-- start of EXTRACT TO READ --

Ask Again, Yes by Mary Beth Keane
Alert: This review has spoilers.
In this transcendent novel, Mary Beth Keane’s talent for describing people’s inner lives appears on every page. Nuanced and insightful, the characters in Ask Again, Yes feel authentic and alive. The novel explores the emotional fallout of a tragedy that involves two families. Is forgiveness possible? What do we owe our families amid a calamity?
The year is 1973. Both Frankie Gleeson and Brian Stanhope are New York City rookie cops. When they each begin to start the families, they each move to the suburbs and coincidently land next door to each other. Francis and Lena soon have three daughters: the youngest named Kate. Anne and Brian Stanhope have one son whose name is Peter. The adults don’t interact with each other. Francis tells his daughter Kate to stay away from Peter’s mother, “Something’s not right.” When Peter and Kate enter school, they become close friends. Then a mental illness induced tragedy strikes when Kate and Peter are fourteen. Peter’s mother shoots Kate’s father. The repercussions from this shocking event will entangle the Gleasons and the Sandhopes in perpetuity.

-- end of EXTRACT TO READ --
-- start of EXCERPTED RECORDS --

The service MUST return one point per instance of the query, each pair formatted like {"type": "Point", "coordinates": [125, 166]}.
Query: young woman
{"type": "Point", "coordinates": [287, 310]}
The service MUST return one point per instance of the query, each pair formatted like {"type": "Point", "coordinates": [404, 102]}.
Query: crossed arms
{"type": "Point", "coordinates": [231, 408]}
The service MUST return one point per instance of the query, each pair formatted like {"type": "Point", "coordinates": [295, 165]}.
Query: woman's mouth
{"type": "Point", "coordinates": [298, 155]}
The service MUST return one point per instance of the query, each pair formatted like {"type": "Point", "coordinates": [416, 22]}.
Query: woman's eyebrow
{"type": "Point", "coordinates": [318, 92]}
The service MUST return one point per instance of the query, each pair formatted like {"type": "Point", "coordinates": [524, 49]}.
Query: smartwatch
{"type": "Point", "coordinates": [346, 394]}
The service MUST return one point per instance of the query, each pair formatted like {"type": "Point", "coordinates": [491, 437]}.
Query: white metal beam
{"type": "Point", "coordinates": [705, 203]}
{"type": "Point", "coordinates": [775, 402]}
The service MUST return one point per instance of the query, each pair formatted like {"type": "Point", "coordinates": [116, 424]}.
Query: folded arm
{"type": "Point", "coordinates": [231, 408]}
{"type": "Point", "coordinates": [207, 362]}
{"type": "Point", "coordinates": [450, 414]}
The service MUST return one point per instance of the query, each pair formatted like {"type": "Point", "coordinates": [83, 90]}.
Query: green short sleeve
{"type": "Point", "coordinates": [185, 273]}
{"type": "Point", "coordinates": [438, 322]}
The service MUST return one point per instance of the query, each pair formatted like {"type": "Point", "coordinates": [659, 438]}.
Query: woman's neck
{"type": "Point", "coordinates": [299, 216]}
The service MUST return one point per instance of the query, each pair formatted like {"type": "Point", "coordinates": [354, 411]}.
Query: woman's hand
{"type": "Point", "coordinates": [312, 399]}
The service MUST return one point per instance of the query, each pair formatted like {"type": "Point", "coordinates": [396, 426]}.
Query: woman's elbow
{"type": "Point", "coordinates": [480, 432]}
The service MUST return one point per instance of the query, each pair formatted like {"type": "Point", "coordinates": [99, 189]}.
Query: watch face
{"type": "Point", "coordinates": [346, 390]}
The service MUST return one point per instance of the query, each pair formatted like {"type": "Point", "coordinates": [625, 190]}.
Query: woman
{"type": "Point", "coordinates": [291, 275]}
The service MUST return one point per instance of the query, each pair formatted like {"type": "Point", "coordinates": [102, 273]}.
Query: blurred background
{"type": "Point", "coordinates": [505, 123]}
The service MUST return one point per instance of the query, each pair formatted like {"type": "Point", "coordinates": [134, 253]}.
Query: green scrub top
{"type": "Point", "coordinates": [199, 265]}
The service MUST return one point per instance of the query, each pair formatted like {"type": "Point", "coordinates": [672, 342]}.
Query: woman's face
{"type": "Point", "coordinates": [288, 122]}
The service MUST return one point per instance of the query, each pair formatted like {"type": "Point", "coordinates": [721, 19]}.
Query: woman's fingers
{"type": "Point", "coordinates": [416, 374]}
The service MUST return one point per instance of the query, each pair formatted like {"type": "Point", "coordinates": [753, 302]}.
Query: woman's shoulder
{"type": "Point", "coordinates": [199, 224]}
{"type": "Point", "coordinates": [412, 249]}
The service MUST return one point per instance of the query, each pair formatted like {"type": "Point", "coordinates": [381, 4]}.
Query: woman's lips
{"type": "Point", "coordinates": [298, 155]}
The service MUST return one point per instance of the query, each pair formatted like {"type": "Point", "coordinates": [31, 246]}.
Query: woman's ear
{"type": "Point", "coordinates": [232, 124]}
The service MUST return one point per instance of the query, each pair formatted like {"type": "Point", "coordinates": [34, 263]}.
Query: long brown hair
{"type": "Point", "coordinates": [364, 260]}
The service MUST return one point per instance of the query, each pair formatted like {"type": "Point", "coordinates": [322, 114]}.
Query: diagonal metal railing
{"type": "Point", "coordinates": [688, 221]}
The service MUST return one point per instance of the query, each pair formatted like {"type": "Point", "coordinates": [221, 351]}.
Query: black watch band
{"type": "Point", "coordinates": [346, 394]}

-- end of EXCERPTED RECORDS --

JOBS:
**A.** List every member of the Stanhope family whom the review names.
**B.** Reproduce the stretch of the review from "In this transcendent" through "amid a calamity?".
None of the items is required for this work.

OUTPUTS IN ORDER:
**A.** Brian Stanhope, Anne, Peter

**B.**
In this transcendent novel, Mary Beth Keane’s talent for describing people’s inner lives appears on every page. Nuanced and insightful, the characters in Ask Again, Yes feel authentic and alive. The novel explores the emotional fallout of a tragedy that involves two families. Is forgiveness possible? What do we owe our families amid a calamity?